**Problem requirements**
Reproduce each entry exactly as it reads. Leave the images out.

★ ★ ★ ★ ★

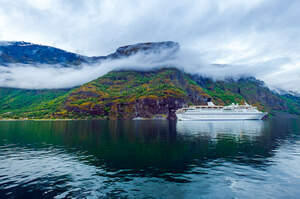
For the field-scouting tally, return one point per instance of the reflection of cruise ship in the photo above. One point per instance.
(213, 112)
(250, 128)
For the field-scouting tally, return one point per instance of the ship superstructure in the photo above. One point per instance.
(214, 112)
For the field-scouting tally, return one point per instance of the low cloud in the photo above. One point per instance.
(190, 61)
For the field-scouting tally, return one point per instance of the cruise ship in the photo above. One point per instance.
(213, 112)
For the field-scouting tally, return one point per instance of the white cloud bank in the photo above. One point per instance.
(257, 37)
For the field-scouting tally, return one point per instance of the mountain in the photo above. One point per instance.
(28, 53)
(152, 94)
(33, 54)
(127, 94)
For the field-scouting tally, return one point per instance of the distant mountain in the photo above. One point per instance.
(152, 94)
(128, 94)
(28, 53)
(33, 54)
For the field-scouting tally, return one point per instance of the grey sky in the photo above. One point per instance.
(263, 34)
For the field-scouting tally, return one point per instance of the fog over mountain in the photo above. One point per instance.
(218, 38)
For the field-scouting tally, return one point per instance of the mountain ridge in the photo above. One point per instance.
(126, 94)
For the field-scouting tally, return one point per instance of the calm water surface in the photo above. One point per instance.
(150, 159)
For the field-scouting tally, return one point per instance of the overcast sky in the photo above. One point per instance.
(263, 34)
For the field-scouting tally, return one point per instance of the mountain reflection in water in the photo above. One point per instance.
(155, 159)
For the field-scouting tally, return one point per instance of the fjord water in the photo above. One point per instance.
(150, 159)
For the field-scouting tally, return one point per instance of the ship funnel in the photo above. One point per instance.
(210, 104)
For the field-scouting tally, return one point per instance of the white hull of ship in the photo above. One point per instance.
(220, 116)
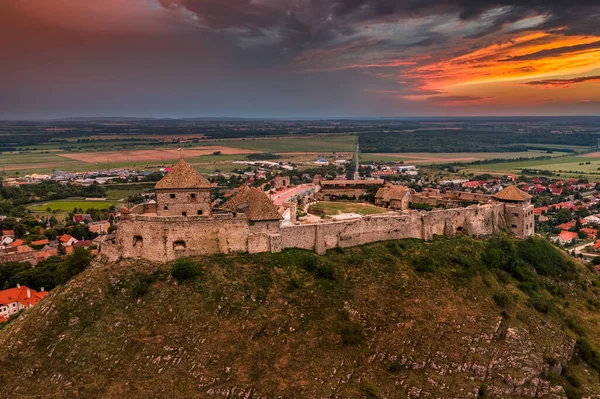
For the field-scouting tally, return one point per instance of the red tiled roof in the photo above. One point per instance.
(17, 243)
(65, 238)
(20, 295)
(567, 236)
(567, 226)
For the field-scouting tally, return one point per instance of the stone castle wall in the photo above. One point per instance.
(476, 220)
(164, 239)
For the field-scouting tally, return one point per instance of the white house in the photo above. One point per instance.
(15, 299)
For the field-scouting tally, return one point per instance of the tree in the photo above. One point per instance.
(20, 230)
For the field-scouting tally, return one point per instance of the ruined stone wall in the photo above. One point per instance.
(327, 193)
(520, 220)
(163, 239)
(477, 220)
(189, 201)
(263, 237)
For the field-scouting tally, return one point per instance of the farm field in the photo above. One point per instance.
(150, 155)
(319, 144)
(334, 208)
(38, 161)
(449, 157)
(69, 205)
(567, 166)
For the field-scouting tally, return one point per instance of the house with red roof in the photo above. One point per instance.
(67, 240)
(40, 242)
(17, 243)
(567, 226)
(16, 299)
(566, 237)
(82, 218)
(8, 233)
(590, 232)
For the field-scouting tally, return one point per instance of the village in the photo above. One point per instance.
(566, 211)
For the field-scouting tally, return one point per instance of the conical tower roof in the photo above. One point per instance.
(512, 193)
(182, 176)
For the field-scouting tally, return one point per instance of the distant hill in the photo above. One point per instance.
(453, 318)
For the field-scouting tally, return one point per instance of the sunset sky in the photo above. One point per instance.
(298, 58)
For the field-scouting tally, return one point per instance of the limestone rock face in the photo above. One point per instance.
(351, 324)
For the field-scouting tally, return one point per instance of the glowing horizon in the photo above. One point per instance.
(288, 58)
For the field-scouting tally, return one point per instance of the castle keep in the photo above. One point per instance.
(182, 222)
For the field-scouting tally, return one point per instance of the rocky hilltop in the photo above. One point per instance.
(452, 318)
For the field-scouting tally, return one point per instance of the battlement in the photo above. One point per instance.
(249, 222)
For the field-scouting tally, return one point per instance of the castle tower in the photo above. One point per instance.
(183, 192)
(518, 211)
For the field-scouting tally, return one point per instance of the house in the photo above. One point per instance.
(17, 243)
(566, 237)
(7, 234)
(591, 233)
(83, 243)
(6, 242)
(16, 299)
(592, 219)
(393, 197)
(99, 227)
(82, 218)
(567, 226)
(40, 242)
(67, 240)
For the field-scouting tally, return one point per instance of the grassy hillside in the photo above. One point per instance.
(452, 318)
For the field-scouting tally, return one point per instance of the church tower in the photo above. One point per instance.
(183, 192)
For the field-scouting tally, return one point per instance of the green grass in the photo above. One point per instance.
(333, 208)
(117, 194)
(448, 157)
(568, 165)
(69, 205)
(339, 143)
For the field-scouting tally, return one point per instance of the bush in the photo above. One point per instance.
(352, 333)
(185, 269)
(141, 284)
(502, 299)
(541, 304)
(587, 353)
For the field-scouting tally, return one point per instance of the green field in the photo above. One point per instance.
(429, 158)
(69, 205)
(334, 208)
(566, 166)
(338, 143)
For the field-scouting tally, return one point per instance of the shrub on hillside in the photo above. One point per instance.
(185, 269)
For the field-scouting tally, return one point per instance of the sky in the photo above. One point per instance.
(298, 58)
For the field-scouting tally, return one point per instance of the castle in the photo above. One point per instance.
(182, 222)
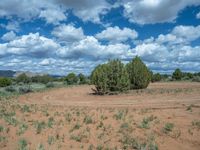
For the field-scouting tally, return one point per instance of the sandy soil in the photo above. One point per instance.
(115, 122)
(157, 95)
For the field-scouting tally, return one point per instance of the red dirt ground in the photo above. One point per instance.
(172, 102)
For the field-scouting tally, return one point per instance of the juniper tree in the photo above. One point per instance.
(139, 74)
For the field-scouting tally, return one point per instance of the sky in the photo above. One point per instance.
(63, 36)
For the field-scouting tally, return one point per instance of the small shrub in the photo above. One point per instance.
(71, 79)
(196, 124)
(25, 108)
(68, 117)
(25, 89)
(22, 144)
(145, 122)
(22, 128)
(87, 120)
(39, 126)
(50, 122)
(76, 127)
(51, 140)
(40, 147)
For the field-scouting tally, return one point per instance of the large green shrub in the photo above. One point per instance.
(23, 78)
(42, 79)
(110, 78)
(71, 79)
(139, 74)
(5, 82)
(177, 74)
(82, 79)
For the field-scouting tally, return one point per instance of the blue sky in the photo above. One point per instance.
(59, 36)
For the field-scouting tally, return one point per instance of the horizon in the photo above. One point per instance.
(60, 36)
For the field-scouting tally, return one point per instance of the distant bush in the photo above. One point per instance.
(71, 79)
(25, 89)
(139, 74)
(23, 78)
(111, 77)
(5, 82)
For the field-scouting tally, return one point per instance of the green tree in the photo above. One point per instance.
(82, 79)
(71, 79)
(23, 78)
(99, 78)
(177, 74)
(42, 79)
(110, 78)
(156, 77)
(5, 82)
(139, 74)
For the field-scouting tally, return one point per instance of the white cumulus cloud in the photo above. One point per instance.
(115, 34)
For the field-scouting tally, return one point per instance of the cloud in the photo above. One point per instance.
(115, 34)
(29, 10)
(90, 48)
(32, 45)
(45, 62)
(87, 10)
(172, 47)
(53, 16)
(154, 11)
(180, 34)
(9, 36)
(68, 33)
(11, 25)
(53, 11)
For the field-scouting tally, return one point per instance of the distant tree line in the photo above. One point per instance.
(114, 76)
(108, 78)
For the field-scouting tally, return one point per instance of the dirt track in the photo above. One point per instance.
(177, 103)
(157, 95)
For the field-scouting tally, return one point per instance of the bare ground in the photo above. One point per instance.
(116, 120)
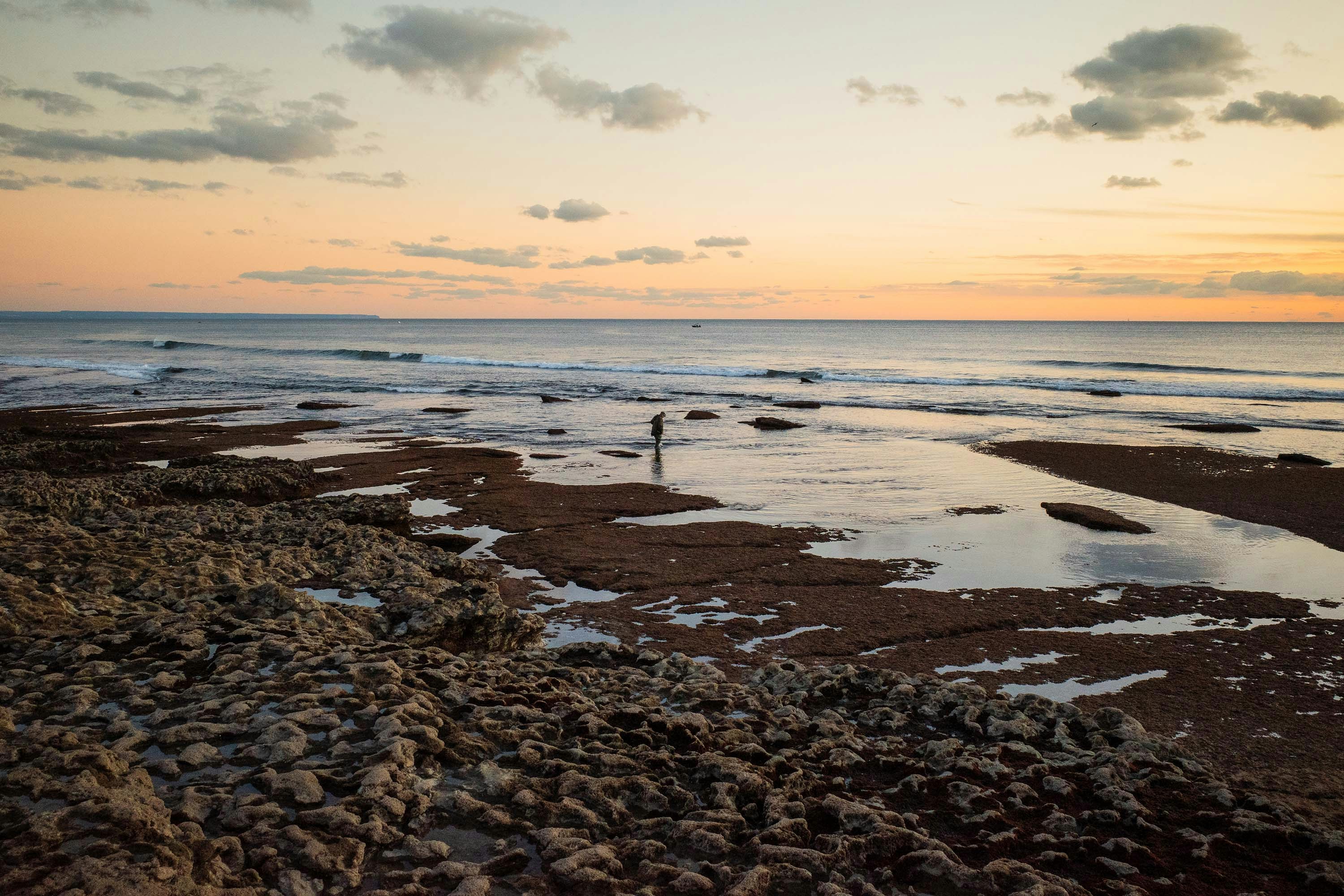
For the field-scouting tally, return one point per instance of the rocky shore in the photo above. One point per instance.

★ ★ ★ ★ ★

**Answer to this problem**
For the field-scouting tally, return one point per instance of the reflection of cruise ship in the photo above. One point per instance.
(213, 112)
(250, 128)
For the field-scouting tally, return one point per instance of the ship superstructure in the photo above. One point per instance.
(214, 112)
For the field-scouting tally, return one point per instance of the low cloud in the photo above. One point per instance.
(190, 61)
For the field-scouting tally, return one point per instance of the cruise ship in the photo above. One point per instance.
(213, 112)
For the field-scouting tally, return one point per instance of the white cloud bank in the photo above. One point per instance.
(257, 37)
For the field-scouting tally, return one point per instance of the mountain in the photo above. One point per instance.
(28, 53)
(152, 94)
(33, 54)
(127, 94)
For the field-scouting tally, return one point per instance of the distant mountain in the photo above. One point per instance.
(152, 94)
(128, 94)
(28, 53)
(33, 54)
For the field-scouting tally, return one point per instance of the grey sky in the photo above. One point per instance.
(263, 34)
For the field-scouting tally, return one point per instance of the fog over mountain in the photo above. One point per instance.
(218, 38)
For the field-scouting tally, return one point per instance of the mountain ridge in the photo above. One point per instance.
(126, 94)
For the field-scouting tally, return one point per instance of the calm water surface in the photo above. One point per instance.
(150, 159)
For the field-scouting tally, return one point per instance of the overcast sky in the photo above. One point per instance.
(263, 34)
For the field-scouting tally, return one point per instance of the mountain reflection in water in the photo above. One point per instance.
(155, 159)
For the field-scouting tally, return one point per instance of the fjord water in the photo above. One point per instance.
(150, 159)
For the field-scouting tally, return one point per instance of the ship funnel in the photo above. One point per instance.
(210, 104)
For the field-scouting tally, return one point per instance of the white hull of ship in the photo above. One point per instance.
(220, 116)
For the field-scouting tally, return one point per instance of the red tiled roof in the photo above. One point per instance.
(17, 243)
(65, 238)
(20, 295)
(567, 236)
(567, 226)
For the field-scouting tally, return one point per instance of the stone castle wall in the photo above. One point per instance.
(476, 220)
(164, 239)
For the field-scouting tally, return one point per instance of the white house in the photo above. One point per instance.
(15, 299)
For the field-scouting tally, return one point per instance of the tree in the photo above. One point per instance.
(20, 230)
For the field-scouting tally, return one point per instance of the ruined stone wall in the photo above. One point per instance.
(327, 193)
(520, 220)
(163, 239)
(477, 220)
(189, 201)
(263, 237)
For the field-scouting tally, return one point per instance of the farm field in the photo above. One point per instance.
(150, 155)
(319, 144)
(334, 208)
(38, 161)
(449, 157)
(69, 205)
(567, 166)
For the field-scouting tally, return one point per instance of the house with red roof in the photo above. One point per instance.
(67, 240)
(40, 242)
(17, 243)
(567, 226)
(16, 299)
(566, 237)
(82, 218)
(8, 233)
(590, 232)
For the field-scouting tally, return one point per instance of the village in the photo above. One point per instance.
(566, 211)
For the field-scouting tally, return one point per instance of the conical tower roof in the photo above. One point per instance.
(512, 193)
(182, 176)
For the field-scouting tally, return one point per instance of the distant hill in the photo above. One point per instance.
(453, 318)
For the field-scouting tally, return one point per instance of the sunset sky in the photo above. One point per instance.
(298, 58)
For the field-scouting tally, return one point per instance of the limestone rock face in the photo above. One point per instance.
(351, 324)
For the field-scouting tally, return one point per instance of the glowing horizon in the photo above. One point per instance.
(288, 58)
For the field-scouting tally, return one point per instance of the castle keep in the photo above. One point per instance.
(182, 222)
For the field-scouting tally, return one point per instance of the rocky hilltop in the photo above. One point per instance.
(452, 318)
For the field-scouting tally, return one point per instance of the battlement in the photo above. One point per instance.
(249, 222)
For the field-scouting tally, return one point per instance of the castle tower in the photo above. One point per instance.
(183, 192)
(518, 211)
For the field-scouting tally, return one point per instance of the house in the photo above. One point per instance.
(17, 243)
(566, 237)
(7, 234)
(591, 233)
(83, 243)
(6, 242)
(16, 299)
(592, 219)
(393, 197)
(99, 227)
(82, 218)
(567, 226)
(40, 242)
(67, 240)
For the field-scouting tally, return one point per instance of the grassy hillside in the photo above. One point per instance.
(452, 318)
For the field-scouting tally, return one point per instance of the church tower in the photo above. One point per instance.
(183, 192)
For the field-scouting tally, return one point per instance of the green grass in the photo above. One point per instance.
(333, 208)
(117, 194)
(448, 157)
(568, 165)
(69, 205)
(339, 143)
For the field-scouting tally, return one point per instance of the bush in the photo above. One point per instance.
(352, 333)
(185, 269)
(141, 284)
(502, 299)
(541, 304)
(587, 353)
For the field-scouting tally, return one point per instance of the green field in the photo above. One point per instance.
(429, 158)
(69, 205)
(334, 208)
(566, 166)
(338, 143)
For the field-scouting tally, return one point per instance of the shrub on hillside in the photo above. One point per instance.
(185, 269)
For the field-scouting tally, return one point per instance of the sky in the photo above. One point per instance.
(298, 58)
For the field-scouting tally, return one point per instance of the castle in the photo above. One point per instance.
(182, 222)
For the field-scouting tally, return one point per instance of the sandy soil in the photo above. One point per instance.
(115, 122)
(157, 95)
For the field-scouting tally, return one point per instance of the red dirt ground in the photo above. One point per instance.
(172, 102)
For the field-scouting tally, return one point per instance of the juniper tree in the photo above. One point per instance.
(139, 74)
For the field-scouting tally, return one point per instance of the sky in the photo above. One point per instance.
(63, 36)
For the field-scouting tally, return one point per instance of the small shrub in the photo above. One point per instance.
(71, 79)
(196, 124)
(25, 108)
(68, 117)
(25, 89)
(22, 144)
(145, 122)
(22, 128)
(87, 120)
(39, 126)
(50, 122)
(76, 127)
(51, 140)
(40, 147)
For the field-scouting tally, return one point per instance of the large green shrub in the photo above. One point per instance.
(23, 78)
(42, 79)
(110, 78)
(71, 79)
(139, 74)
(5, 82)
(177, 74)
(82, 79)
For the field-scouting tally, return one point per instance of the blue sky in the photo above. One point per instance.
(59, 36)
For the field-scouting tally, return one point per instance of the horizon in the photo above. One point per instance.
(60, 36)
For the field-scouting tally, return one point per instance of the distant bush in the photo above. One point per instance.
(71, 79)
(25, 89)
(139, 74)
(23, 78)
(111, 77)
(5, 82)
For the field-scouting tally, return one point per instance of the green tree in the photo above. One point per instance.
(82, 79)
(71, 79)
(23, 78)
(99, 78)
(177, 74)
(42, 79)
(110, 78)
(156, 77)
(5, 82)
(139, 74)
For the field-scouting tally, return one point per instance of the white cumulus cloud in the photo above. One point per instance.
(115, 34)
For the field-scouting tally, return one point per instance of the cloud in the photo above. One point per instance.
(115, 34)
(29, 10)
(90, 48)
(32, 45)
(45, 62)
(87, 10)
(172, 47)
(53, 16)
(154, 11)
(180, 34)
(9, 36)
(68, 33)
(11, 25)
(53, 11)
For the field-scouting tally, return one point per instance of the distant tree line in the photo above. One point per instance.
(114, 76)
(108, 78)
For the field-scouting tally, return one point per instance of the dirt track in the photo above. One point per instance.
(177, 103)
(157, 95)
For the field-scouting tally, return one point per instance of the bare ground in the photo above. One point per instance.
(116, 120)
For the field-scouting tally, return one point per instance of the rocky shore in the photo above. One point per instance.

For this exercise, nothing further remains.